◆ INSTRUCTION: Can you output the material exactly as written, minus any pictures it holds?

— start —

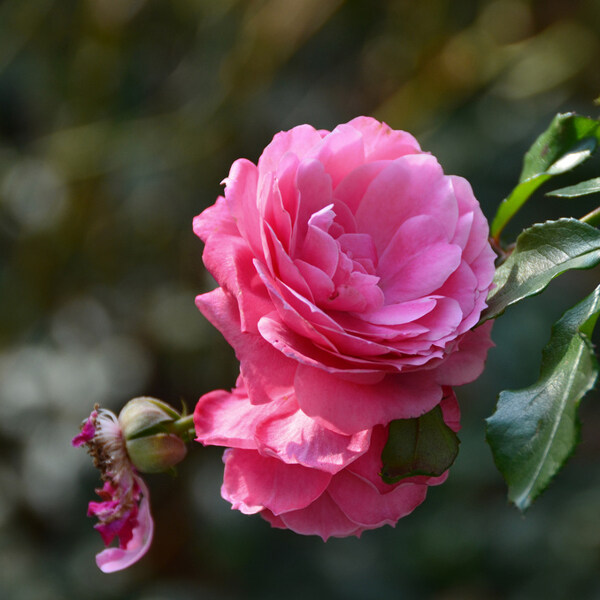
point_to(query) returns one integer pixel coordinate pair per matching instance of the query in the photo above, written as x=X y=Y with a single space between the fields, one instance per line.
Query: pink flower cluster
x=351 y=272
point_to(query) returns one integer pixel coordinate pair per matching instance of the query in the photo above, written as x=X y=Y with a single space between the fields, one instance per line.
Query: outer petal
x=363 y=504
x=466 y=363
x=350 y=407
x=229 y=419
x=295 y=438
x=264 y=384
x=323 y=517
x=253 y=482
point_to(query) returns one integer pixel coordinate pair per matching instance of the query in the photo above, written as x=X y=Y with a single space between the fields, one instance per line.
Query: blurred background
x=118 y=120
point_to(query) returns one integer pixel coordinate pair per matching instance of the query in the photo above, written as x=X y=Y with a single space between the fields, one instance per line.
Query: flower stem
x=592 y=218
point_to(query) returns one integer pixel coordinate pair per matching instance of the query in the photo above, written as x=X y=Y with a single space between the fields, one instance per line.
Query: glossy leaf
x=535 y=430
x=420 y=446
x=570 y=140
x=591 y=186
x=542 y=252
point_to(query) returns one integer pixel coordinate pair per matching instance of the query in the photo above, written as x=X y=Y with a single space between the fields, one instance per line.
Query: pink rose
x=351 y=271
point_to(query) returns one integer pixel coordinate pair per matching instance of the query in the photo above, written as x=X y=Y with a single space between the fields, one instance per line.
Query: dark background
x=118 y=120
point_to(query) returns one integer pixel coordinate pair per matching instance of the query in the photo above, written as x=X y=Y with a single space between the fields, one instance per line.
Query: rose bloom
x=351 y=272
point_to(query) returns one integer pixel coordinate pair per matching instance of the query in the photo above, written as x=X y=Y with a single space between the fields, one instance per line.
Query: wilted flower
x=124 y=511
x=145 y=437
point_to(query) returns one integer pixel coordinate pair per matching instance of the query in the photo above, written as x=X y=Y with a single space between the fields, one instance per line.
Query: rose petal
x=253 y=482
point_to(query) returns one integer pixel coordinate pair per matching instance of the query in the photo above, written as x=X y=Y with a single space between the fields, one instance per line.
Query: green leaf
x=421 y=446
x=581 y=189
x=570 y=140
x=542 y=252
x=535 y=430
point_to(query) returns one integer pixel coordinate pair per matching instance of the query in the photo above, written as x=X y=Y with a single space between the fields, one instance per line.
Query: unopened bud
x=156 y=453
x=150 y=434
x=144 y=413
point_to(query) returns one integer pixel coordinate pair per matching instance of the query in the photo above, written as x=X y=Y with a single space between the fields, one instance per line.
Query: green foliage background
x=118 y=120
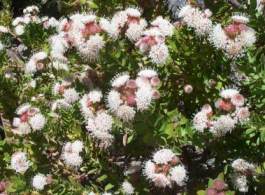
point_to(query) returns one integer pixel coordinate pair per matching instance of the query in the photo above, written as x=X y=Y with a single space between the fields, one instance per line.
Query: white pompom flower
x=127 y=188
x=39 y=181
x=70 y=95
x=37 y=122
x=179 y=175
x=143 y=98
x=120 y=80
x=163 y=156
x=19 y=162
x=114 y=100
x=159 y=54
x=126 y=113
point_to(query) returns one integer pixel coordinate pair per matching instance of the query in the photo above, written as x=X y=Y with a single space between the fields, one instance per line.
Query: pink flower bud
x=155 y=81
x=131 y=84
x=188 y=89
x=131 y=100
x=156 y=95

— end —

◆ EXPECTED ANSWER:
point_to(query) returns one integer pixel coordinate pair per matching instance of the query in the photo above, written as x=X y=Y with a single space between the fields, one instance per line.
Query: pink flower cluster
x=351 y=272
point_to(query) returns one integer pixel coordinate pair per matching instance of the query in the photo above, written as x=X y=Y with a single space between the fields, one instance per line.
Query: outer petal
x=363 y=504
x=466 y=363
x=350 y=407
x=229 y=419
x=295 y=438
x=264 y=384
x=323 y=517
x=253 y=482
point_to(query) returns one integer pixel coordinate pair per matching instance of the query in the photo above, written as x=X y=Y with a single space between the fields, one instance per line.
Query: blurred background
x=118 y=120
point_to(query) returns one integer pixel coordinate pair per matching instance of the query in the photo above, written as x=X y=Y with a single space between the fields, one instance per line.
Query: flower stem
x=592 y=218
point_to(query) returns one integer pixel coordinate pair per matching instance of the query in the photo above, written as x=X y=Y with a single space between the fields, one instance per line.
Query: glossy leaf
x=535 y=430
x=420 y=446
x=570 y=140
x=591 y=186
x=542 y=252
point_to(query) returns one integer pixel coordinate pair per matching instance of the query in the photo above, written as x=X y=Y with a single space between the fields, one instance per line.
Query: pink rose
x=351 y=271
point_to(query) returns one integer pixel coordinate pair per matching instance of the query in the photo above, written as x=X y=Y with a single space between the fields, one instance per line.
Query: dark background
x=118 y=120
point_to(query) returns one integer pixel coordinate pair per matching instance of the query in the photo above, written as x=X y=Y with a single space between the fields, one instance per line.
Query: rose bloom
x=351 y=272
point_to(query) returns one integer pixel coordinate pair per matching instance of the query in the photo above, written as x=X y=Y with a single space between the fields, one instance per line.
Query: wilted flower
x=124 y=511
x=145 y=437
point_to(query) returns one integer pixel coordinate pair per matching instance of the query in the photo above, written as x=X y=Y with a single space between the fields, one instance per line.
Query: rose petal
x=253 y=482
point_to(query) returns one integer pixel coordinate pair per matching instance of the query in the photo above, written as x=X y=Y with a single space between the fields, one instance per line.
Query: green leaf
x=421 y=446
x=581 y=189
x=570 y=140
x=542 y=252
x=535 y=430
point_to(query) returns one integer pixel coordinate pair per matching instance of the query in the photo above, written as x=X y=Y with a single space between the fields, one instance per line.
Query: unopened bud
x=156 y=453
x=150 y=434
x=144 y=413
point_to(query) returns one integer pixel coordinate pair per matching instance of the query in the photo above, written as x=X y=Y with a single space between the fields, one instance per line.
Query: green foliage background
x=118 y=120
point_to(query) returns one integer pixel coordinate pair per matching instance of the query in the photo above, written as x=X y=Y with a single space between the fields, one instance per line.
Query: white pompom flower
x=127 y=188
x=39 y=181
x=70 y=95
x=37 y=122
x=179 y=175
x=143 y=98
x=120 y=80
x=163 y=156
x=19 y=162
x=114 y=100
x=159 y=54
x=126 y=113
point_to(query) returns one integer pixel coordinate pair per matching instance of the query in the photo above, written as x=X y=Y with a single space between the fields, one instance per line.
Query: pink flower bud
x=155 y=81
x=131 y=84
x=188 y=89
x=131 y=100
x=156 y=95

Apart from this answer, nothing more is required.